▶
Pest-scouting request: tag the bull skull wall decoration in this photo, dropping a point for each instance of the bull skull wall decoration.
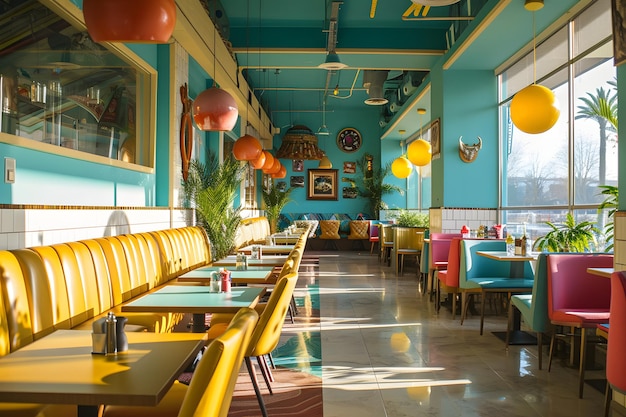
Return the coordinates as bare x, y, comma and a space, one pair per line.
468, 153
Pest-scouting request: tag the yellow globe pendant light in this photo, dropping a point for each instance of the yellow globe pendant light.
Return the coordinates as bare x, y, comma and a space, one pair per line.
401, 167
534, 109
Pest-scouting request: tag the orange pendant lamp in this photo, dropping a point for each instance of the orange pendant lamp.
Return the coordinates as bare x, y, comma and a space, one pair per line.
148, 21
247, 148
282, 173
215, 110
259, 162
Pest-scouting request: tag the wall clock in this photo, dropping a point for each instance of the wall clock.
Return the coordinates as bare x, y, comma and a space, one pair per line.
349, 140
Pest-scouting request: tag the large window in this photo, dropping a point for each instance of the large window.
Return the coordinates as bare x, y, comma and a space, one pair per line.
59, 88
547, 175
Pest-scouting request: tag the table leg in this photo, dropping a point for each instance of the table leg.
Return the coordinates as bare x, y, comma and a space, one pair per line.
198, 325
88, 410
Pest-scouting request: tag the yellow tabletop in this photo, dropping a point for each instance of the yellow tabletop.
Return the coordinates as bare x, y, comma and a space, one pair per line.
196, 299
60, 369
601, 272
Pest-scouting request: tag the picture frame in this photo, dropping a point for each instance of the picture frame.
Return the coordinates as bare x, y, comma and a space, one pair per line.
297, 165
297, 181
350, 192
618, 14
435, 140
322, 184
349, 167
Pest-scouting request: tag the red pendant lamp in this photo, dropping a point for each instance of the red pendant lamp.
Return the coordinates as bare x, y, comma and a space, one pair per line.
282, 173
274, 168
148, 21
247, 148
259, 162
215, 110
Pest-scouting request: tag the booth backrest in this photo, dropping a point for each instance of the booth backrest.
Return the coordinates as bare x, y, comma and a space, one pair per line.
67, 285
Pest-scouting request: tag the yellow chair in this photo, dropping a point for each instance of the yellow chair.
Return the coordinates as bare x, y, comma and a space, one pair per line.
267, 332
330, 232
359, 231
408, 241
386, 242
211, 389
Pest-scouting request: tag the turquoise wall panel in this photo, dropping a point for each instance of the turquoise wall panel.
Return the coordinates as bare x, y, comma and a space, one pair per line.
365, 120
469, 110
43, 178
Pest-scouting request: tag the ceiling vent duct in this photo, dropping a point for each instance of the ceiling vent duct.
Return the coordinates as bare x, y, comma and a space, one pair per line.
373, 81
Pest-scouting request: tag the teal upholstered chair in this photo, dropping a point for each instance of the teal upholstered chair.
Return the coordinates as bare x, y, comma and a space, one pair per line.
479, 274
533, 307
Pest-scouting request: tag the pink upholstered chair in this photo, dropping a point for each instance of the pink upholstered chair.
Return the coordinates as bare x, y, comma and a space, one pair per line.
615, 358
438, 253
449, 277
374, 238
577, 299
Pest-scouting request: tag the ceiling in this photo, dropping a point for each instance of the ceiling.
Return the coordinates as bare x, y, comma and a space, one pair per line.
278, 45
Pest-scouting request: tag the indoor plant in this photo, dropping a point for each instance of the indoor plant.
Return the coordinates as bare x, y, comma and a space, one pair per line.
211, 189
275, 200
567, 237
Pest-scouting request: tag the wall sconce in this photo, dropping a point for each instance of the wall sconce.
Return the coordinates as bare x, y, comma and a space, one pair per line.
468, 153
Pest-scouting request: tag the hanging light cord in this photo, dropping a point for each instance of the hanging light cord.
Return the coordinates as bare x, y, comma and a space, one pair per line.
534, 51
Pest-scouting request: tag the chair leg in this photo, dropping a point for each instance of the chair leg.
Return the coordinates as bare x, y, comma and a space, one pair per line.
264, 371
540, 348
483, 296
583, 355
552, 339
255, 384
509, 326
608, 397
453, 294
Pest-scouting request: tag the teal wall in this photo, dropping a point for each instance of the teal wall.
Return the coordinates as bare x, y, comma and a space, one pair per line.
365, 120
43, 178
466, 103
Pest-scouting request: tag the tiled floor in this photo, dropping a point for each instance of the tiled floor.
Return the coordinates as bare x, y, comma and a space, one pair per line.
385, 352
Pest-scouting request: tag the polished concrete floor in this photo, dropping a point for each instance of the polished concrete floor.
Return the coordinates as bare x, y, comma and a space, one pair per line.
386, 352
◀
Exercise instructions —
Rewrite all of the entries above with "Labeling request" in place of every occurrence of "Pest-scouting request", leaving everything else unchanged and omitting the pictures.

The output —
Labeling request: tag the bull skull wall decoration in this photo, dropping a point for each instance of the bull skull wall decoration.
Return the coordinates as bare x, y, comma and a space, one pair per line.
468, 153
Labeling request: tag the yellow globe pendant light in this photo, dropping a point for each instance of the yellow globe pendant light.
Return the coordinates as bare x, y, comma and a space, one pair per line.
401, 167
534, 109
Labeling request: tag the orange pendant lamp in this photo, dropping a point for each instance of the orange pendant lamp.
Return the coordinates as bare x, y, comma and a space, one pair per line.
148, 21
247, 148
282, 173
215, 110
259, 162
Labeling request: tag the wall clock in this photo, dropping a point for each instance of the wall clock.
Return the coordinates as bare x, y, comma and a space, one pair per line.
349, 140
Labeling request: tag the large window in this photo, dropping a point for each instance of the large window.
Return the coordinates as bare x, y, comma and a space, one pair per line.
59, 88
547, 175
Labeling request: tag the table leg in this photo, dropping a point for each instance of the table leg.
Return the coordinates as bare x, y, comma and a space, one pair per line.
198, 325
88, 410
Labeling request: tag the yellow tabletop in this photo, dropping a point for each instance of the yellow tabletop.
Return the coordinates as bare x, y, comma and a space, one pair per line.
196, 299
60, 369
601, 272
Labeling request: tag the picture frame in this photo, dropping a point for each instance of the picture frame.
Return the coordinates as bare x, y, comma and a space, one pair per line.
297, 165
297, 181
350, 192
618, 14
435, 140
322, 184
349, 167
Labeling request: tag the red pendant lamp in this photo, dropping a point for each instance of the red pendant lamp.
Return the coordinates as bare x, y, comma and a space, one pair per line.
282, 173
274, 168
148, 21
247, 148
259, 162
215, 110
Labeling request: tag the booth backrest in this photo, dropping a point for each instance of the booth backrest.
Return the coordinates as bare x, y, comma and a space, one pair per line.
67, 285
Labeling request: tag the yellow chair in this photo, dropping a point for each instance of the yellow chair.
Return the coordinates as bare x, y, comma and a space, one pair per line.
267, 332
330, 232
359, 231
408, 241
386, 242
211, 389
Labeling request: tag the turquoise wall panel in this photo, dropping a point for each instance of the turquoise wall panel.
Return the coordinates as bare x, y, comma and a space, one pair per line.
365, 120
469, 110
43, 178
Labeling request: tag the ceiling vent duct in this photo, dropping a point for each instance of the ceiling vent duct.
Return the coordinates as bare x, y, comma and a space, one pair per line.
373, 81
Labeling request: tag the teal upholstered chair in this photo, dropping a point for each instance of the teal upholstered chair.
Return the coordinates as bare x, y, comma and a space, one pair per line.
479, 274
533, 307
Labeling request: tag the pink upholstered chair in this photo, dropping a point for each instance of the pink upholstered chair.
Return the coordinates as bare x, y, comma and a space, one pair per line.
615, 358
438, 253
449, 277
374, 238
577, 299
Labeling request: tag the ceiling in this photo, dropping a point for each instance of the ceiling.
Return the coordinates as bare x, y, comma and a space, one pair per line.
278, 45
Labeling request: tag the indoor plant in this photo, dropping a point for each instance of the indoor plant.
Return the coordinates as bare x, y, comma and a space, one pair per line.
211, 189
275, 200
567, 237
Labeling request: tag the wall sconce in this photo, dropping a point for each instance of the wall sconce.
Return the coordinates as bare x, y, comma and a space, one pair per line.
468, 153
Labeling request: tag the hanging light cord in this photo, dropping a point for each instance of the hanging light cord.
Return the coordinates as bare x, y, comma and a space, one pair per line.
534, 51
Labeling request: tag the chair leg in this photo, dropping a point for each instance of the chair leg.
Return the coordinates as bare x, y, comma and a space, one pair per line.
264, 371
540, 348
483, 296
583, 355
552, 339
255, 384
509, 326
608, 397
453, 294
Labeling request: tag the teal wall in this photo, dropping a point for each instance of the teal wall.
Return the coordinates as bare x, y, comma and a space, one pair per line.
365, 120
43, 178
466, 103
Labeling request: tag the tiled floor in this photo, dropping a point for each instance of the tiled floor.
Return the coordinates as bare x, y, comma and a space, one pair per line.
385, 352
Labeling request: tag the polished concrete floor in this photo, dropping a point for each instance of the polished concrete floor.
Return the coordinates as bare x, y, comma and a space, one pair per line.
386, 352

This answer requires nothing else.